Desafios:
a: As seguintes afirmações estão de acordo com o excerto sobre a cultura macaense: (i) Graciete Batalha diz não conhecer nenhum testemunho poético anterior ao século XIX; (ii) Alda de Carvalho Ângelo figura entre os nomes de escritores que vêm à lembrança; (iii) Gonzaga Gomes menciona os Fragmentos do Oriente na sua bibliografia? Responda sim ou não a cada uma e cite literalmente as palavras do excerto que o decidem.
b: Troque "miscigenação" por "mestiçagem" e volte a escrever o trecho do excerto sobre a cultura macaense que começa em "Como foi revelado" e acaba em "guarida neste Território.".
c: Dê seguimento ao excerto sobre a cultura macaense, começando logo depois da sua última frase.

━━ Excerto selecionado

Como foi revelado em trabalhos bibliográficos3 e de outra natureza, designadamente literária, não abundam, até ao século XIX, os materiais originais relativos à cultura macaense. Graciete Batalha, por exemplo, admira-se da escassez de obras de ficção. Afirma, por exemplo, não conhecer nenhum testemunho poético antes do século XIX.4

Entre as causas apontadas para este estado de coisas, apontam-se a insularidade, a difícil história da permanência portuguesa em Macau,5 a miscigenação variada, a língua e as "línguas faladas", as diversas culturas e modelos culturais, alguns deles tão diferentes como o português e o chinês, sem excluir outros, já que muitos povos provindos da Índia, da Malásia, de Timor, do Japão, de África, tiveram guarida neste Território.

Tirar a ganga deste cadinho de culturas e etnias ou, se se preferir encontrar-lhe as sementes, as raízes e os frutos, é tarefa complexa e demorada, embora alguns resultados se possam obter da longa busca, na sequência de tantos investigadores e literatos de mérito.

Desde o século XIX que se assiste, com efeito, ao aparecimento de vários escritores provenientes de Macau ou da metrópole que nos deram a conhecer múltiplas facetas tanto do Território como da China, por via quer literária e histórica quer etnográfica, antropológica, social e política. Os nomes de Camilo Pessanha, Venceslau de Morais, Conde de Arnoso, Luís Gonzaga Gomes, Francisco de Carvalho Rego, Jack Braga, Henrique de Sena Fernandes, Danilo Barreiros, Deolinda da Conceição, Marques Pereira, Manuel da Silva Mendes, Padres Benjamim Videira Pires e Manuel Teixeira, Beltrão Coelho, Cecília Jorge, Pina Cabral e Nelson Lourenço vêm imediatamente a lembrança.

Alda de Carvalho Ângelo não consta deste elenco. Gonzaga Gomes refere-se a um dos seus livros, os Fragmentos do Oriente, contos, viagens, culinária, na sua bibliografia.6 Tanto quanto se sabe, não existem outras referências à escritora. Diversas explicações podem ser encontradas para este facto: o seu afastamento para as longínquas paragens brasileiras, a sua tardia revelação como escritora em Macau e ainda a incompleta bibliografia macaense que não permitiu uma reconstituição cabal dos materiais pertinentes... Até ao momento presente Alda Ângelo quase passou despercebida. No entanto, os seus livros são um contributo importante para a cultura macaense.

━━━━
━━ Dados fornecidos

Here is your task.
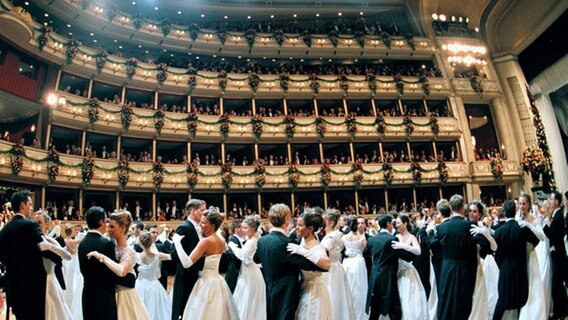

━━━━

As respostas:
a:
(i) Sim: «Afirma, por exemplo, não conhecer nenhum testemunho poético antes do século XIX».
(ii) Não: «Alda de Carvalho Ângelo não consta deste elenco».
(iii) Sim: «Gonzaga Gomes refere-se a um dos seus livros, os Fragmentos do Oriente».

b:
Como foi revelado em trabalhos bibliográficos3 e de outra natureza, designadamente literária, não abundam, até ao século XIX, os materiais originais relativos à cultura macaense. Graciete Batalha, por exemplo, admira-se da escassez de obras de ficção. Afirma, por exemplo, não conhecer nenhum testemunho poético antes do século XIX.4

Entre as causas apontadas para este estado de coisas, apontam-se a insularidade, a difícil história da permanência portuguesa em Macau,5 a mestiçagem variada, a língua e as "línguas faladas", as diversas culturas e modelos culturais, alguns deles tão diferentes como o português e o chinês, sem excluir outros, já que muitos povos provindos da Índia, da Malásia, de Timor, do Japão, de África, tiveram guarida neste Território.

c:
A trajectória vivencial e cultural desta mulher é variada e rica. Vive e partilha culturas de 3 continentes e quatro povos: português, macaense, chinês e brasileiro. Da infância à idade adulta vive em Macau, tanto em tempos calmos como nos conturbados anos de guerra em que Hong-Kong é invadido pelos japoneses e em que entram refugiados na cidade do Rio das Pérolas. Nascida em Kowloon,7 aí viveu algum tempo; mas a escola primária e secundária fá-las em Macau. Aqui permaneceu até 1941 quando casou, tendo ido viver novamente para a sua cidade natal, de lá saindo em 1942, em condições muitos trágicas. Durante a guerra contra os japoneses, o seu marido alistou-se como voluntário e ficou prisioneiro no campo de concentração de Sam-Shui-Poo onde parece ter morrido. Alda enviuvou três meses após o casamento, tendo-se mantido em Kowloon apenas 8 meses após estes acontecimentos cujos episódios traumatizantes conta. Passa breve período em Lisboa a caminho de S. Paulo, no Brasil. Aí finalmente se radica.

Proveniente de uma família numerosa de oito irmãos, relata-nos com pormenor os sítios onde viveu em Macau, a sua rua, mais habitada por chineses indianos do que pelos "filhos da terra". Conta ainda a bonita amizade que a unia a vizinhos de várias raças e nacionalidades, os desgostos, a aprendizagem do quotidiano, o tipo de educação recebido, com sua ama chinesa, presente na maioria das casas macaenses. Aos seus pais ficou a dever a riqueza da sua abertura e aceitação inter-étnica e cultural. A toda a sua família se referiu nos seus escritos. Ao pai, português originário de Vila Real, que aqui aporta jovem e toma esta terra como sua, nela vivendo até à morte. À mãe, natural de Macau,8 que muito jovem casou e criou prole numerosa. À ama chinesa, aAmah, que para além de cumprir o papel que lhe estava destinado, lhe deixou um legado importante na língua, nos hábitos e costumes, nas histórias e canções da ópera e do teatro chinês ou ainda nas infinitas coisas que o partilhar diário traz. O seu espírito curioso e inteligente soube organizar sabiamente "lugares, tempos e culturas". Transmite-nos tudo isso num estilo vivo e próximo do leitor, reconstituindo cenas e histórias da vida. A influência brasileira denota-se na língua, no modo de se exprimir, nas construções utilizadas e até, talvez, na espontaneidade.

Do mais íntimo ao mais pessoal, do mais geral ao mais particular, das considerações de natureza etnográfica (sobre múltiplos aspectos do vestuário, da gastronomia tradicional, dos costumes e hábitos macaenses e chineses), histórica, meteorológica, demográfica, de tudo se encontra nesta obra perpassada de humanidade e conhecimento.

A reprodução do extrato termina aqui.